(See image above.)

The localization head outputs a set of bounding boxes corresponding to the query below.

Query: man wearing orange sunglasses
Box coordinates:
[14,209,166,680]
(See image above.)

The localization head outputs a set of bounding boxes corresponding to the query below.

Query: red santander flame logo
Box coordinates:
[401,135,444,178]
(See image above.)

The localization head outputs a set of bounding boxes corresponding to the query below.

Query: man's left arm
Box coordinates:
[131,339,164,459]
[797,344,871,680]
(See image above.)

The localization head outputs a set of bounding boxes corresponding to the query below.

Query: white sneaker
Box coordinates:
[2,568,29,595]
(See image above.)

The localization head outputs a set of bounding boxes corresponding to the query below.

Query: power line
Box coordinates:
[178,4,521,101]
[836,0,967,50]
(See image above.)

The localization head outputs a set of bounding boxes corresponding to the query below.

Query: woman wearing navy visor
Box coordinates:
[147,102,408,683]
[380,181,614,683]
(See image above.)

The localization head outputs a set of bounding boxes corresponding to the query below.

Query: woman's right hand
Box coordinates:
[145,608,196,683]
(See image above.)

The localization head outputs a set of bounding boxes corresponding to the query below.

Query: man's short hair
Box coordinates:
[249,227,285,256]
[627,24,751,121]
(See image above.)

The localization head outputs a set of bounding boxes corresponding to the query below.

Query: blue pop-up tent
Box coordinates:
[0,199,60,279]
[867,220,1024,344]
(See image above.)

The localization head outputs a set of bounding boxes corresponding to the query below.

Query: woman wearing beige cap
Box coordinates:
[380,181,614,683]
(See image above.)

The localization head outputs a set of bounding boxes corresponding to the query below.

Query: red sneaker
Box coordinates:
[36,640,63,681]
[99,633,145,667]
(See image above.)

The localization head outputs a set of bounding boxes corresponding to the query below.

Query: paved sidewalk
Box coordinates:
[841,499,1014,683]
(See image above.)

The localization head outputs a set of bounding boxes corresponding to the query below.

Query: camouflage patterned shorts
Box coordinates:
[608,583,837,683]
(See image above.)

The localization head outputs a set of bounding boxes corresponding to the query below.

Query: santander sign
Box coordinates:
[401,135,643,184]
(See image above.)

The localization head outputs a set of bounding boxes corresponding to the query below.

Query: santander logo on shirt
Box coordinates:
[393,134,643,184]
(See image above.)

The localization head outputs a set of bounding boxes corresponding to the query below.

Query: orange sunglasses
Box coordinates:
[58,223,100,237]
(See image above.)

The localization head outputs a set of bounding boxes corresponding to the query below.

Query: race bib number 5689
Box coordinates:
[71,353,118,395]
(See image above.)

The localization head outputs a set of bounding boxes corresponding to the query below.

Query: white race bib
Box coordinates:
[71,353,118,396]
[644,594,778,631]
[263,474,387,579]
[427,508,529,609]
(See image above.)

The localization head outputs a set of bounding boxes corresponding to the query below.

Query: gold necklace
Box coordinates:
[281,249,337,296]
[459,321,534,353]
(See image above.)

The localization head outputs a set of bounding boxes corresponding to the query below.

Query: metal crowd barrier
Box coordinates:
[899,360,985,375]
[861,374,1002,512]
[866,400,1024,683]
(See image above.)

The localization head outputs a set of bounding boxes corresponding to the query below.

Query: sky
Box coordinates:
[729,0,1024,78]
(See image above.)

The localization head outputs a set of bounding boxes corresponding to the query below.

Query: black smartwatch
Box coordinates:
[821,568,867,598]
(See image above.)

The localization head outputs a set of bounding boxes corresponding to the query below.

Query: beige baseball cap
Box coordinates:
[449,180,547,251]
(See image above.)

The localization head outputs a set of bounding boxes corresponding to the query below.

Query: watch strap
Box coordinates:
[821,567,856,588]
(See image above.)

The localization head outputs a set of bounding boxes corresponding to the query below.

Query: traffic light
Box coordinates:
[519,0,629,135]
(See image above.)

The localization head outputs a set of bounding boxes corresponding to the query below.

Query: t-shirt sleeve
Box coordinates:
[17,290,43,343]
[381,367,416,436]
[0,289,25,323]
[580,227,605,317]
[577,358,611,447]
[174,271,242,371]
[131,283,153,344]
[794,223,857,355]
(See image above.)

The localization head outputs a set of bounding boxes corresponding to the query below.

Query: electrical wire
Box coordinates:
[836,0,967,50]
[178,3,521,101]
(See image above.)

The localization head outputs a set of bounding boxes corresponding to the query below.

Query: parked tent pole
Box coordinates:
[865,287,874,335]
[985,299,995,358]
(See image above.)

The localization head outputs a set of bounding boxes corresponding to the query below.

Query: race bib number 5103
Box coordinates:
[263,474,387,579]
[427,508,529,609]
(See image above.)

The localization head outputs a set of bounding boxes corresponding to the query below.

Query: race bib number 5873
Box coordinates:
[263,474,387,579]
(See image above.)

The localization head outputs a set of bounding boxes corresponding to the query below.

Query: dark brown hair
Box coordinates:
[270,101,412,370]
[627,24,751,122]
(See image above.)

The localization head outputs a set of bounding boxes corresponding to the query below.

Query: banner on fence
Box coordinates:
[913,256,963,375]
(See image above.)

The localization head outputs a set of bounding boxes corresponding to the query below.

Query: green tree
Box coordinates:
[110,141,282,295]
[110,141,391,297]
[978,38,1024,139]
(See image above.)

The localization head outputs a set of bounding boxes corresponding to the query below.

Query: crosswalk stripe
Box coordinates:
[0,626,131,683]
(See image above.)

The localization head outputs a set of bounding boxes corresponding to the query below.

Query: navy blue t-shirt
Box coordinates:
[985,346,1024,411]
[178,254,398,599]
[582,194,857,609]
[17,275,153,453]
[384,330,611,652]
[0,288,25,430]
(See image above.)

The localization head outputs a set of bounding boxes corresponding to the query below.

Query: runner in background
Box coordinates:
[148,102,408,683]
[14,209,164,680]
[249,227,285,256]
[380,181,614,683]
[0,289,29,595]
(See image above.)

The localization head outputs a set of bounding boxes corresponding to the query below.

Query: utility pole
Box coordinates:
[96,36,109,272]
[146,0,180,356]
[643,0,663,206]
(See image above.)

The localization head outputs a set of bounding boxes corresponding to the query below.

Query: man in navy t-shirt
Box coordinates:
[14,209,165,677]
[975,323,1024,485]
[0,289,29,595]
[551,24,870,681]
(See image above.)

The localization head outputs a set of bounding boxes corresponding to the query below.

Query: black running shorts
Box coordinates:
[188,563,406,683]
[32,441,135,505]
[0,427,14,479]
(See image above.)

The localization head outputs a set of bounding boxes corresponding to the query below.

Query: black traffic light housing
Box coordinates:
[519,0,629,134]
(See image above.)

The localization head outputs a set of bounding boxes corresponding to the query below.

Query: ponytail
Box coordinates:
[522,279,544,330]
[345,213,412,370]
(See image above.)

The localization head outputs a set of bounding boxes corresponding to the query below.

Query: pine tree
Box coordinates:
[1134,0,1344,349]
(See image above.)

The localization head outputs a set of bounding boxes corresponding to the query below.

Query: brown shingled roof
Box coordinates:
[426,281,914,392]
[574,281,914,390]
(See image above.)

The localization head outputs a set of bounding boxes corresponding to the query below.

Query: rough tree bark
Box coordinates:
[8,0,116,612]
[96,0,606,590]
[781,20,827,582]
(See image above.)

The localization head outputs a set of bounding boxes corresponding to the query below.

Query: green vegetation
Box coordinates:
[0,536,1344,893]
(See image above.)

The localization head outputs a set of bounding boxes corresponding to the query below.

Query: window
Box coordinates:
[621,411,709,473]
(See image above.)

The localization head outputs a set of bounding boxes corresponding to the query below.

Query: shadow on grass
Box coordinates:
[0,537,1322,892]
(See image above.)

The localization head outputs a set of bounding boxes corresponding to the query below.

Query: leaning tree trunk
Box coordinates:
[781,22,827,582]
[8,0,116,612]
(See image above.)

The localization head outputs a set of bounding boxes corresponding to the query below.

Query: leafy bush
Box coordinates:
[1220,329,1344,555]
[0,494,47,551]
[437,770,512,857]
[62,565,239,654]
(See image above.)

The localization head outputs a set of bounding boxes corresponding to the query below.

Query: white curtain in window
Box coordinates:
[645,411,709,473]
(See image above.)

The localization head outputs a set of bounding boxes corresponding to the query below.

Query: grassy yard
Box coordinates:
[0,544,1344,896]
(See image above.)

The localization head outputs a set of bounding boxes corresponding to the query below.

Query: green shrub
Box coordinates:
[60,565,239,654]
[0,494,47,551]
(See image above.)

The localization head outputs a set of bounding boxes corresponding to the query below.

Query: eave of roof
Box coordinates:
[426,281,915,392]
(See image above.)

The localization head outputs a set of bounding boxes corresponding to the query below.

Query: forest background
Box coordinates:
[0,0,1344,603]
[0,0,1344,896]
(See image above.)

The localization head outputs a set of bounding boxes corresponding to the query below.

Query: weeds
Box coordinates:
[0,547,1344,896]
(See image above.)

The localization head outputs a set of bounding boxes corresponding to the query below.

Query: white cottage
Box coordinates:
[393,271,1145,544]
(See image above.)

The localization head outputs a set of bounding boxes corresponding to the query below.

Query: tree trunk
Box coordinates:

EXERCISE REQUIREMENTS: Render every line from the beginning of the listing through the line containing "[841,499,1014,683]", inclusive, as a JSON list of strings with one string per line, leaving out blank lines.

RESULT FOR THIS EXERCISE:
[
  "(See image above.)",
  "The localization head outputs a set of bounding boxes corresponding to the query below.",
  "Query: man wearing orange sunglasses",
  "Box coordinates:",
  "[14,209,166,680]",
  "(See image above.)",
  "The localization head outputs a set of bounding boxes corresponding to the query below.",
  "Query: red santander flame logo",
  "Box coordinates:",
  "[401,135,444,178]",
  "(See image above.)",
  "The localization head outputs a set of bounding boxes corresponding to the query below.",
  "Query: man's left arm",
  "Box coordinates:",
  "[131,339,164,459]",
  "[797,344,871,680]",
  "(See image above.)",
  "The localization head outputs a set of bounding boxes corresponding to the query below.",
  "Query: white sneaker",
  "Box coordinates:",
  "[2,568,29,595]",
  "(See image above.)",
  "The localization head outputs a set of bounding boxes corresponding to the query below.",
  "Query: power line",
  "Box coordinates:",
  "[178,4,521,101]",
  "[836,0,967,50]",
  "(See image above.)",
  "The localization head outputs a set of bounding boxes corresponding to the query below.",
  "Query: woman wearing navy visor",
  "Box coordinates:",
  "[147,102,408,683]",
  "[380,181,614,683]",
  "(See image above.)",
  "The localization head outputs a set of bounding boxes corresponding to the query below.",
  "Query: woman's right hand",
  "Box coordinates:",
  "[145,608,196,683]",
  "(See image above.)",
  "The localization head outputs a set of bounding boxes corresponding to the query below.",
  "Query: man's short hair",
  "Box coordinates:",
  "[249,227,285,256]",
  "[627,24,751,121]",
  "(See image above.)",
  "The localization head outputs a set of bounding boxes corresponding to the query below.",
  "Query: blue pop-up tent",
  "Box coordinates:",
  "[0,199,60,279]",
  "[867,220,1024,344]",
  "(See image above.)",
  "The localization head outputs a set of bounding boxes corresponding to the query below.",
  "Query: woman wearing beige cap",
  "Box coordinates:",
  "[380,181,614,683]",
  "(See image above.)",
  "The localization head outputs a set of bounding boxes corresponding to the query below.",
  "Query: red sneaker",
  "Box coordinates:",
  "[36,640,63,681]",
  "[99,633,145,667]",
  "(See image above.)",
  "The localization head outputs a set of bounding boxes corresponding to the query below.",
  "Query: paved sidewalk",
  "Box coordinates:",
  "[841,499,1014,683]"
]